Passage for review:
Here in Northern Germany, we actually did get a weirdly mild winter – like, hardly any frost at all in January, when usually the freezing weather settles in to stay right around New Year’s (after a reliably snow-free Christmas warm spell).
This winter, we got our first serious frost period (several consecutive days to a week of deep night freezes and no thawing of the soil during the day) in late February, just when it looked like winter might be cancelled entirely for this year. Which the meterologists explained is still a normal time for such a hard frost in our area; it’s just that we had quite mild Februaries in recent years and thus aren’t used to it anymore.
What is not really normal, though, is that we have kept intermittently freezing weather ever since then up till the end of March, with even some snow yesterday, just a few days before Easter. While I do remember one unusually cold winter in the last 10 years when we had snow on the ground until the end of March because it just wouldn’t get warm enough to thaw (France actually ran out of power for their electrical heating that year, leading to huge imports from Germany, because nuclear plants just don’t adapt well to demand), normally we should be in spring by now. All the crocusses are blooming or are already done, and the tulips have been sprouting since January. At the same time, the various bushes aren’t producing any new leaves at all yet, and even the hazel flowers haven’t really opened yet (normally the first sign of spring around here), despite sufficiently sunny days (which are followed by freezing nights because the lack of clouds mean the Earth radiates heat into the atmosphere more easily). Usually, these woody plants start waking up at the same time as the bulbing flowers bloom, and the hazel pollen flies in February.
And I’m getting serious problems growing vegetables from seed this year, because I normally should be able to move most of the seedlings from the house (where they don’t get enough light and I’m running out of space to put the following sowings) to an unheated, but by now reliably 5°C to 10°C warm greenhouse. But I can’t, because it’s still barely above freezing in the greenhouse. And I’ve also been carrying all the large planters back and forth between the garage / greenhouse (too dark for plants just ready to burst leaf buds or sprout anew from the root) and outside (occasionally way too cold at night for these young leaves/sprouts), and throwing bubblewrap covers over strawberry beds and tulips every other week. Normally, I could just leave everything at least mildly frosthardy outside unprotected by this time of the year without expecting much damage from night frost.
It feels like basically the winter season suddenly shifted from January / February to February / March, but the plants that didn’t spend the entire winter outside didn’t get the message.
Yes, the same problem here in Western Canada. Still snow on the hills when there should not be. My little greenhouse is heated, but I’m paying more, because March, and now early April, are staying cold. I should have shifted plants at least out to cold frames, but it’s too cold at night! Like you, I’m bringing plants out during day, and into house at night. Not normal.
P.S. You’re in luck, a popular science documentary series called “One Strange Rock” just started airing last week in the U.S., and the first episode explained what diatoms are and why they are essential to all life on Earth. (Though, since that first episode covered primarily the oxygen cycle, diatoms and algae blooms were just mentioned as the source of half of the oxygen we breathe, as opposed to rainforests, which are important for the rain cycle that gets nutrients from the mountains into the oceans but which are using up all the oxygen they produce. I expect climate change will be a topic in one of the later episodes – usually warnings about environmental destruction come at the end of such shows – but so far, the diatoms’ importance for CO2 sequestration had to be infered by the reasonably informed viewer. I.e., one knowing that to produce oxygen, CO2 has to be absorbed by the organism.)
Considering that the documentary series is presented by Will Smith and a bunch of former astronauts, this show has a reasonable chance of actually getting watched by a fairly broad audience.
* Sorry, the show started airing a couple of days ago in the U.S., not last week.

Records provided:
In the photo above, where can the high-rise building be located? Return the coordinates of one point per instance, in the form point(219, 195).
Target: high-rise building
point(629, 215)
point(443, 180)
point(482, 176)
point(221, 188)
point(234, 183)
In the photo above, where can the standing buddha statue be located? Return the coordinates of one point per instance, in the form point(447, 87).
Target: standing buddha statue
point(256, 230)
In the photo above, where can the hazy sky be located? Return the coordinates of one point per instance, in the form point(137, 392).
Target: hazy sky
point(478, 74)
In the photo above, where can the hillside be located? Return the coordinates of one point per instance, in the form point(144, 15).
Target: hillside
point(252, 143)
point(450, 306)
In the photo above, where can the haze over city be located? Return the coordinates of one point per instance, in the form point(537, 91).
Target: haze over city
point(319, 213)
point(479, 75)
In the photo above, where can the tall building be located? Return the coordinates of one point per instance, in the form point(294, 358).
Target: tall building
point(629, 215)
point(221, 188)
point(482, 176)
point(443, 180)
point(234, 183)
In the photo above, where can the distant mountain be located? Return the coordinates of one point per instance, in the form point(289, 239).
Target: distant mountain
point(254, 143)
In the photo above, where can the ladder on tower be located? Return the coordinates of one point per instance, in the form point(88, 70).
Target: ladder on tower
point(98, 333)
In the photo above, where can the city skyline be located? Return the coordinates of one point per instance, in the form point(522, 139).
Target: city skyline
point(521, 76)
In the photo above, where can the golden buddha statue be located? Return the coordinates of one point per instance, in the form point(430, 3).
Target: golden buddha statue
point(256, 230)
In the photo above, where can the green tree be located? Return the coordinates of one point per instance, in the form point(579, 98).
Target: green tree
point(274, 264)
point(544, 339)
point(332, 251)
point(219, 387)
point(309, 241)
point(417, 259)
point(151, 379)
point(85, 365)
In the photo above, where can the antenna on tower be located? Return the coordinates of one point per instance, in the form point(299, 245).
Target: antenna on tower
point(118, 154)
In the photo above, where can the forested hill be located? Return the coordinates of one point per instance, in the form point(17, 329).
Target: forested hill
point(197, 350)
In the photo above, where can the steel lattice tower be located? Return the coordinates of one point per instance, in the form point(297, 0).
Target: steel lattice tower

Tasks:
**A.** According to the comments on the late winter, when did the first serious frost period arrive in Northern Germany this winter?
**B.** Rewrite the part of the comments on the late winter that begins at the words "Here in Northern" and stops after "to it anymore.", putting "cold" wherever "frost" appears.

Outputs for the tasks:
**A.** In late February.

**B.**
Here in Northern Germany, we actually did get a weirdly mild winter – like, hardly any cold at all in January, when usually the freezing weather settles in to stay right around New Year’s (after a reliably snow-free Christmas warm spell).
This winter, we got our first serious cold period (several consecutive days to a week of deep night freezes and no thawing of the soil during the day) in late February, just when it looked like winter might be cancelled entirely for this year. Which the meterologists explained is still a normal time for such a hard cold in our area; it’s just that we had quite mild Februaries in recent years and thus aren’t used to it anymore.